■ What you have to do:
Could you edit the entries starting with the line containing "Report the position of each instance of the tram headlight" and continuing through the line containing "[[991, 492]]", replacing "tram" with "streetcar" and keeping everything else the same? Give back only those lines.

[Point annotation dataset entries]
-- Begin --

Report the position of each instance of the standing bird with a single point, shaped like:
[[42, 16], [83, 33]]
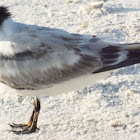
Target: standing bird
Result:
[[36, 60]]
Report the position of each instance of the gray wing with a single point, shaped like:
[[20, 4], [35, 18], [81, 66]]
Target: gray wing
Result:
[[55, 58]]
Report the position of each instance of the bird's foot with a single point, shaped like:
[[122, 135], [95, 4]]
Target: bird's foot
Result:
[[31, 126], [26, 129]]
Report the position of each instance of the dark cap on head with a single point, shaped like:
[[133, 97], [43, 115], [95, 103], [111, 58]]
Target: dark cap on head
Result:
[[4, 14]]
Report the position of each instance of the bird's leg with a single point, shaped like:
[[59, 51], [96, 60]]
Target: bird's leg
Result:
[[31, 126]]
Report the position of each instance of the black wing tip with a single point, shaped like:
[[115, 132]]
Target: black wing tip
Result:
[[4, 13]]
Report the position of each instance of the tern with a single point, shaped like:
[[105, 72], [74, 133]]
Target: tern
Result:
[[38, 60]]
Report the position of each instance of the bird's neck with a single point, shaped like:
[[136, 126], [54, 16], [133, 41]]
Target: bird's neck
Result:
[[7, 28]]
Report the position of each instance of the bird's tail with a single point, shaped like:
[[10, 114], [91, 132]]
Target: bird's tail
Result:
[[133, 57]]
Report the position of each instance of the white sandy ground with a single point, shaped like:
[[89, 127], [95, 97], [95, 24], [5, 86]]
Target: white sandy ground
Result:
[[108, 110]]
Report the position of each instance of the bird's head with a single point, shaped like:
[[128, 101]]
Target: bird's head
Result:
[[4, 14]]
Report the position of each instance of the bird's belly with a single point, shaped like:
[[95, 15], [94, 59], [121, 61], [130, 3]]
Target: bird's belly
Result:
[[61, 88]]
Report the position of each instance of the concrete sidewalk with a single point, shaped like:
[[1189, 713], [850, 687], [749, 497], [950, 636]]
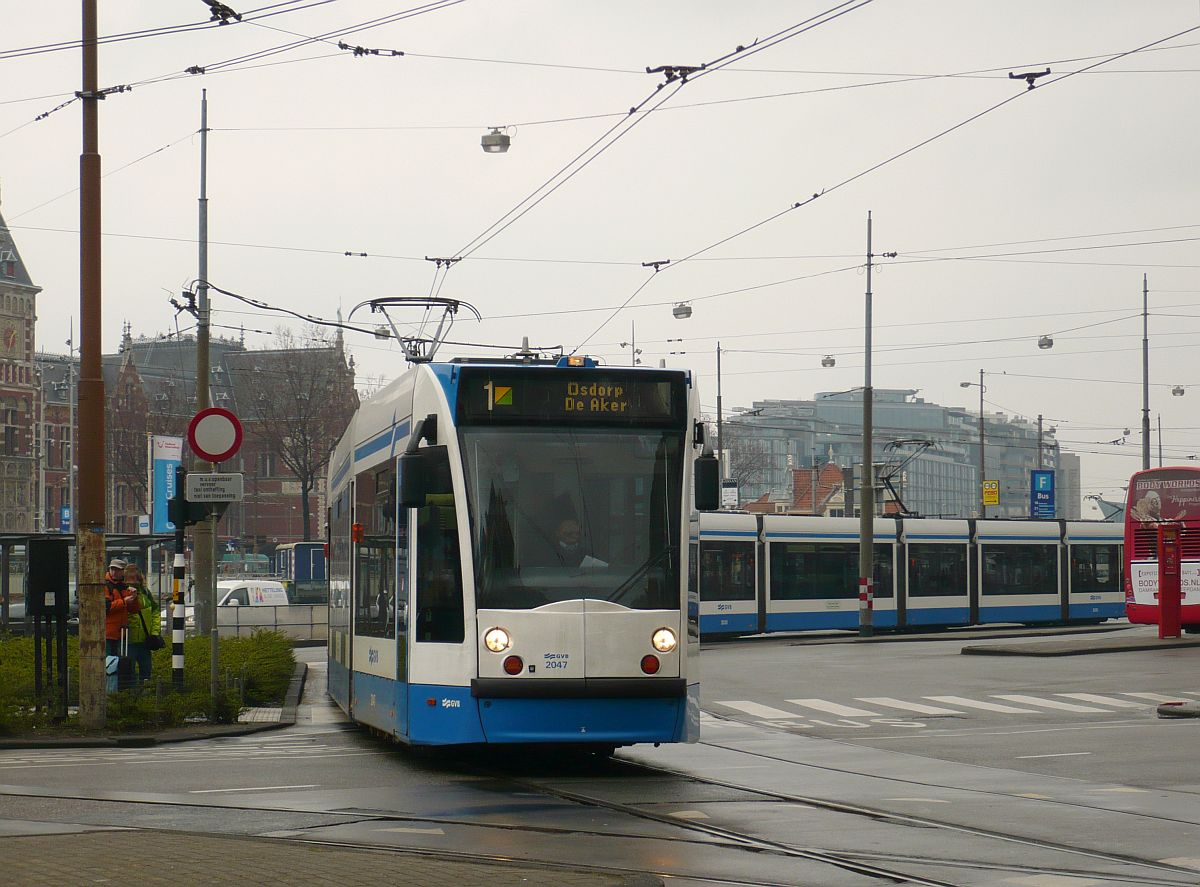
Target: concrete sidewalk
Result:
[[1139, 639], [53, 855]]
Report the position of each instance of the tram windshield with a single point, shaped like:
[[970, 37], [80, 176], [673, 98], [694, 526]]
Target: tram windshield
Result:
[[575, 514]]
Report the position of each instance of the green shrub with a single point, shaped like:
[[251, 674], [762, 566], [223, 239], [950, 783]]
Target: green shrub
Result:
[[253, 671]]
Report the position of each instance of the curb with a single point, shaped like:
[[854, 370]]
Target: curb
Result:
[[1079, 648], [1179, 709], [287, 719]]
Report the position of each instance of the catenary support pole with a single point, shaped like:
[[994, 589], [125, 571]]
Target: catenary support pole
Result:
[[983, 459], [867, 491], [204, 537], [1145, 372], [720, 435], [91, 519], [1039, 441]]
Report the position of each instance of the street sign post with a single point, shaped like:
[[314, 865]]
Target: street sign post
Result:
[[214, 435], [1042, 505], [991, 492], [203, 486]]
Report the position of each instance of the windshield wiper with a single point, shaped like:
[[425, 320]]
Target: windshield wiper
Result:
[[653, 559]]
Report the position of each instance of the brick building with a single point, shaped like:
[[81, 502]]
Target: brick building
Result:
[[18, 391]]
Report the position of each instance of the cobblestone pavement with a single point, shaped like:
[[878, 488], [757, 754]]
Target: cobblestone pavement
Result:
[[141, 857]]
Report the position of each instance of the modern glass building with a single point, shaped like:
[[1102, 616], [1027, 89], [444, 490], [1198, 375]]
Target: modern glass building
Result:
[[763, 444]]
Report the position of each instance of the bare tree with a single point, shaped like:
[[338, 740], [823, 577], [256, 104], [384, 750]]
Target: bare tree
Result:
[[748, 456], [298, 399]]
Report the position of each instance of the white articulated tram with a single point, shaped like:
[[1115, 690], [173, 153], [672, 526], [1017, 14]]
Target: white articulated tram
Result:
[[509, 555]]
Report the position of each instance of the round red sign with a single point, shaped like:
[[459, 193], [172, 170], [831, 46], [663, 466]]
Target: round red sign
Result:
[[214, 435]]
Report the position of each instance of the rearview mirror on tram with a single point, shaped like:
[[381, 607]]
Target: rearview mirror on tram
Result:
[[708, 483], [424, 473]]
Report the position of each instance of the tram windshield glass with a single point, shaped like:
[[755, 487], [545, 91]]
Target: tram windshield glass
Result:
[[562, 514]]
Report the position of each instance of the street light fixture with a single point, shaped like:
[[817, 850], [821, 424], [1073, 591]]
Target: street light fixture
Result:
[[983, 463], [496, 142]]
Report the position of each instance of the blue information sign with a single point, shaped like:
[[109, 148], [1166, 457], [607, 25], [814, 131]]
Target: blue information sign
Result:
[[1042, 493], [166, 455]]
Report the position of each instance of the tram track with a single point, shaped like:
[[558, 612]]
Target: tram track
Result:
[[862, 863], [883, 868]]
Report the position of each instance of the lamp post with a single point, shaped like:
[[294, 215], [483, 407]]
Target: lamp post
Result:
[[983, 463], [1145, 372], [867, 487]]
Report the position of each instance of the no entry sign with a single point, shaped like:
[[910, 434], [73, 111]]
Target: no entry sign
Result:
[[214, 435]]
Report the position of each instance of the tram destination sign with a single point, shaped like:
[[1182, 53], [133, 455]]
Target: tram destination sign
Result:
[[589, 396]]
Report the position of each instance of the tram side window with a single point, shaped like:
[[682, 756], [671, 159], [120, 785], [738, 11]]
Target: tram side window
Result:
[[936, 569], [375, 575], [726, 571], [439, 605], [825, 571], [1095, 568], [1020, 569]]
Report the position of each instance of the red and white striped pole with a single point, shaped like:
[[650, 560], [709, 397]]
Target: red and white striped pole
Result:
[[178, 607], [867, 605]]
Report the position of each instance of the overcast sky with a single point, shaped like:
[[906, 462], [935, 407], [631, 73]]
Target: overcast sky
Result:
[[1037, 217]]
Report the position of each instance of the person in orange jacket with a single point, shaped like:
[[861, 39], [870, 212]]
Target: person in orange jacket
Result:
[[120, 600]]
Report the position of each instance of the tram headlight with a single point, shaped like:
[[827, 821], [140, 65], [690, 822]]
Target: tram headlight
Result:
[[497, 640], [664, 640]]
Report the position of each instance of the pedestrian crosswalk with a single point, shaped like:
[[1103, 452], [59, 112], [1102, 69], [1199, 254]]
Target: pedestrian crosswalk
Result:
[[889, 708]]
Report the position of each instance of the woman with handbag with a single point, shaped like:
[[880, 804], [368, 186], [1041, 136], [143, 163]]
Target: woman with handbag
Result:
[[144, 625]]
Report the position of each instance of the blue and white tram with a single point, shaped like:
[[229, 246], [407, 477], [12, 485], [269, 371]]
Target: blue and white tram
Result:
[[509, 555], [789, 573], [811, 573], [935, 576]]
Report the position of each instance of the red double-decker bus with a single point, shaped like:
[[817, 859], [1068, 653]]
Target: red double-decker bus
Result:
[[1159, 495]]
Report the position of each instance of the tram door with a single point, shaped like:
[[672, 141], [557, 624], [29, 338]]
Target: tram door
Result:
[[340, 598]]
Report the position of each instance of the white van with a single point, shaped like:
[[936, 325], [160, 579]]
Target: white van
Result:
[[251, 592]]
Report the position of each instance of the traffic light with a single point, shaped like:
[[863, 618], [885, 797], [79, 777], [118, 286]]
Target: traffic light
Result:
[[185, 514]]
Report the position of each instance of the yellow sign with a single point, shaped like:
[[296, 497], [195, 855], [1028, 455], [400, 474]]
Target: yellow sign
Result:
[[991, 492]]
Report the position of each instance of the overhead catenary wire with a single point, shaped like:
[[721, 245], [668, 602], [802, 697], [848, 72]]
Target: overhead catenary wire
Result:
[[163, 30], [889, 160], [610, 137]]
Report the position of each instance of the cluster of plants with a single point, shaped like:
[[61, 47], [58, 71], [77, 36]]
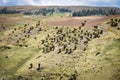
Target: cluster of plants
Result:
[[94, 12], [67, 40], [114, 23]]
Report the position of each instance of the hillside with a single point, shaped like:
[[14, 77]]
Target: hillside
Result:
[[59, 48], [71, 8]]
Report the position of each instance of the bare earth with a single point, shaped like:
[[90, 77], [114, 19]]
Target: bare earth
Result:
[[76, 21]]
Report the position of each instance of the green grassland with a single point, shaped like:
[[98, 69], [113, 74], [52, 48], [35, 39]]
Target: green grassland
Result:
[[20, 47]]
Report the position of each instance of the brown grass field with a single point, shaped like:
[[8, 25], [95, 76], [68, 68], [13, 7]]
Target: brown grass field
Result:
[[21, 44]]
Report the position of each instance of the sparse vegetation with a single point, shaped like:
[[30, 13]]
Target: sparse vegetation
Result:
[[34, 50]]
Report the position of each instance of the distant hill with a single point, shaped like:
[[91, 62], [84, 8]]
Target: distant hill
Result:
[[49, 10], [73, 8]]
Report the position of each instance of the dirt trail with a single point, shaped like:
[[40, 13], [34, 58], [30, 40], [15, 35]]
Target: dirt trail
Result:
[[76, 21]]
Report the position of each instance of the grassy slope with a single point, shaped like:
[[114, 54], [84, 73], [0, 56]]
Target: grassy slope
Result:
[[88, 66]]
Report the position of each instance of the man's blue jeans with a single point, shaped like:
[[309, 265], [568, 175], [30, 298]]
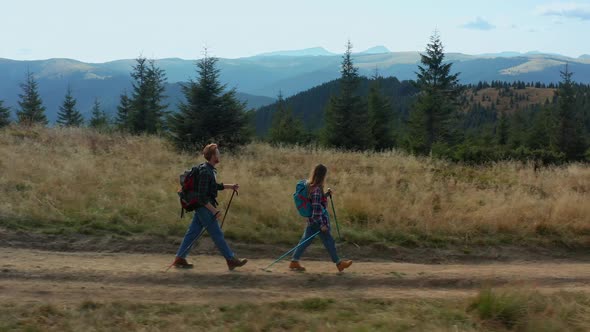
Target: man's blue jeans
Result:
[[204, 218], [326, 237]]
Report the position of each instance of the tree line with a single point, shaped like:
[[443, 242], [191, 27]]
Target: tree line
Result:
[[437, 122], [424, 117], [209, 111]]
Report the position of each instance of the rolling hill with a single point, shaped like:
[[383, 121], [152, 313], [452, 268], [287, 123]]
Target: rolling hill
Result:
[[259, 79]]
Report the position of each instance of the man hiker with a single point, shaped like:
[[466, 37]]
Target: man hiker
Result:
[[206, 215]]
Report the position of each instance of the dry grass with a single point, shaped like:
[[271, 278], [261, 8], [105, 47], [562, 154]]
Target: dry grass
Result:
[[505, 310], [63, 180]]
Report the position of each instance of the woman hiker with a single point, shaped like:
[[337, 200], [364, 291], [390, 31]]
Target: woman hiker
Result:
[[319, 220], [206, 215]]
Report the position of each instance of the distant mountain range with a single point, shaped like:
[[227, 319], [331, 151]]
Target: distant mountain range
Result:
[[259, 79]]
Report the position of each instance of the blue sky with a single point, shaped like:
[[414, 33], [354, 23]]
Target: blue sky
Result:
[[106, 30]]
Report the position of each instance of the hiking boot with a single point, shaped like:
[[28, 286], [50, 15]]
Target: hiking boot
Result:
[[295, 266], [343, 265], [181, 263], [235, 262]]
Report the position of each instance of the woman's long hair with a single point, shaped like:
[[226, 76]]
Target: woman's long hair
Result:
[[318, 176]]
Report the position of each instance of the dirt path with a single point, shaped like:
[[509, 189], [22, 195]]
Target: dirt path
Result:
[[66, 277]]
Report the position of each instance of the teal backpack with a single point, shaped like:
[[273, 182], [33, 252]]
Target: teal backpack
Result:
[[301, 198]]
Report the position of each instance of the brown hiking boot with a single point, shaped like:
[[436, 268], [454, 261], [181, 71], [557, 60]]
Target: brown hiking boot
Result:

-- End --

■ Answer in full:
Report the position of each instance of the streetcar headlight with a single point, shaped like:
[[827, 821], [140, 65], [690, 822]]
Target: streetcar headlight
Result:
[[497, 640], [664, 640]]
Report the position of each instance of the pedestrian crosswalk with a single point, shaped like:
[[1103, 452], [59, 112], [1102, 69], [1199, 254]]
Target: pedestrian crosswalk
Result:
[[889, 708]]
Report the position of each instance of the woman with handbag with a single point, shaped like:
[[880, 804], [368, 186], [1041, 136], [143, 163]]
Target: woman with handbag
Result:
[[144, 625]]
Report the position of each instance of the blue and white streetcar with a single point, shaped like:
[[229, 246], [407, 477], [12, 485], [269, 371]]
Target: blue and white streetcar
Result:
[[509, 555], [789, 573], [811, 573], [935, 576]]
Report the position of each instance of the red double-decker bus with a single point, shaped like:
[[817, 859], [1068, 653]]
Target: red double-decker bus
Result:
[[1159, 495]]
Report the position of each instance of the streetcar door with a single point, shaped like:
[[672, 141], [557, 624], [29, 338]]
Target: streetcar door
Result:
[[340, 598]]
Report the position of each instance of the white van with a single point, shaped like:
[[936, 325], [160, 579]]
Target: white van
Result:
[[251, 592]]
Report the position of each instance of the traffic light with a single point, shaped like:
[[863, 618], [885, 797], [79, 777], [118, 286]]
Target: traffic light
Result:
[[185, 514]]
Report the position of each instance of the yellow sign with a single point, shaped like:
[[296, 497], [195, 855], [1028, 455], [400, 474]]
Target: yellow sign
Result:
[[991, 492]]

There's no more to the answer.